* **ACTIVITY**:
Would you write the data out once more, exactly as it is?

Referring expression data
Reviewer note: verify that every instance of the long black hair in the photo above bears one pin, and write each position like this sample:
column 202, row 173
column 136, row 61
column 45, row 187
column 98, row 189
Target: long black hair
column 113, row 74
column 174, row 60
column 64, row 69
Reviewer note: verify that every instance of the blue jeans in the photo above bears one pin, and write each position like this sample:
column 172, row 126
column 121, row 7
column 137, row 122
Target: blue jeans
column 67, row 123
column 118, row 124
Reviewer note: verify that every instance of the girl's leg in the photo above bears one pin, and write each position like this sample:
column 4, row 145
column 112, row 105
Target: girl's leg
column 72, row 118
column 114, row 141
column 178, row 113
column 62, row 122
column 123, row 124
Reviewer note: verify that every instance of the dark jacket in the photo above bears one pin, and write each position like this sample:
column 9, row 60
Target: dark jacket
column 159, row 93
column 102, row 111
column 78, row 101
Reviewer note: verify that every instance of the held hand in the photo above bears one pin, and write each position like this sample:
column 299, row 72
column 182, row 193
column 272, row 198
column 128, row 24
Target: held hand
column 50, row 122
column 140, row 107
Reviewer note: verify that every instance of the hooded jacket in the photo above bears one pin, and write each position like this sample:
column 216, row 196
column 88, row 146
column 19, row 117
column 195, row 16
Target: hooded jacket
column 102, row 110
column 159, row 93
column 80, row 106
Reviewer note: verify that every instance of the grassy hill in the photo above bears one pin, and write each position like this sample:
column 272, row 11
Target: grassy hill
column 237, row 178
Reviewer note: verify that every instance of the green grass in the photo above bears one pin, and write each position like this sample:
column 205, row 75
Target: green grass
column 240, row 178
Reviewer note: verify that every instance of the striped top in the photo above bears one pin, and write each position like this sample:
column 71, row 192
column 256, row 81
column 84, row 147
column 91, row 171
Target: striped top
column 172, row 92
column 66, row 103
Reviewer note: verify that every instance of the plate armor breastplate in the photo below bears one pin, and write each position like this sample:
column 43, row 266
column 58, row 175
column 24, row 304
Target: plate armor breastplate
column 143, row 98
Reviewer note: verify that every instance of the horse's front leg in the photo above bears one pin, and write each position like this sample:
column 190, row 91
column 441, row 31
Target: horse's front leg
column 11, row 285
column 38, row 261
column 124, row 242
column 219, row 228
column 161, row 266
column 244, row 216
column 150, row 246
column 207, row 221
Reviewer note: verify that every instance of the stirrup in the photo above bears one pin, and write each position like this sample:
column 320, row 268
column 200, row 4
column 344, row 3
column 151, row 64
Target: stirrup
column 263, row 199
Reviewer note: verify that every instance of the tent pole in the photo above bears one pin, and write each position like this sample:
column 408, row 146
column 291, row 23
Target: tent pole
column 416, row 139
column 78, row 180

* **TASK ANSWER**:
Reviewer note: verify that every instance of the long black hair in the photo above bears one pin, and write each position like this sample:
column 202, row 173
column 136, row 61
column 45, row 187
column 98, row 189
Target: long black hair
column 113, row 74
column 174, row 60
column 64, row 69
Reviewer note: verify that every instance of the blue jeans in the photo above bears one pin, and write each position like this sample:
column 172, row 126
column 121, row 7
column 137, row 122
Target: blue jeans
column 67, row 123
column 118, row 124
Reviewer note: verify that every instance of the girl's leg in the photo above bears one pin, and write each position like this sample:
column 4, row 145
column 112, row 105
Target: girl's leg
column 72, row 118
column 114, row 141
column 178, row 113
column 62, row 122
column 123, row 124
Reviewer note: verify that every instance of the dark jacket in the photo above bears one pin, and write each position like this sample:
column 9, row 60
Target: dark jacket
column 159, row 93
column 102, row 111
column 78, row 101
Reviewer note: verify that every instance of the held hand in the photo above bears one pin, and write each position like this sample:
column 299, row 72
column 182, row 193
column 272, row 198
column 128, row 24
Target: held hand
column 50, row 122
column 140, row 107
Reviewer note: verify that every instance of the hooded jacket in the photo above bears one pin, and write each position like this sample:
column 216, row 196
column 88, row 146
column 19, row 117
column 195, row 16
Target: hooded jacket
column 102, row 110
column 159, row 93
column 80, row 106
Reviewer note: verify that every instance of the grassy hill in the photo above bears one pin, and write each position like this sample:
column 272, row 11
Target: grassy hill
column 237, row 178
Reviewer note: verify that every instance of the green grass in the photo above bears one pin, and write each position like this sample:
column 205, row 75
Target: green grass
column 240, row 178
Reviewer note: verify that every instance of the striped top in the photo above bears one pin, and write each position like this sample:
column 71, row 192
column 256, row 81
column 84, row 147
column 91, row 171
Target: striped top
column 172, row 92
column 66, row 103
Reviewer note: verify that every instance of the plate armor breastplate in the photo below bears one pin, and write each position like this sample:
column 43, row 266
column 58, row 175
column 24, row 304
Target: plate armor breastplate
column 143, row 98
Reviewer note: verify that every instance of the horse's front leg in the photo above bears one pin, and write each position like this sample:
column 190, row 91
column 441, row 31
Target: horse's front leg
column 11, row 285
column 38, row 261
column 124, row 242
column 219, row 228
column 161, row 266
column 244, row 216
column 150, row 246
column 207, row 221
Reviewer note: verify that every instance of the stirrup in the photo above bears one pin, and write each position like this sample:
column 320, row 268
column 200, row 4
column 344, row 3
column 151, row 64
Target: stirrup
column 263, row 199
Reviewer note: verify that every instance of the tent pole in the photo above bears one pin, and write each position like this sample:
column 408, row 146
column 291, row 23
Target: tent pole
column 416, row 139
column 78, row 180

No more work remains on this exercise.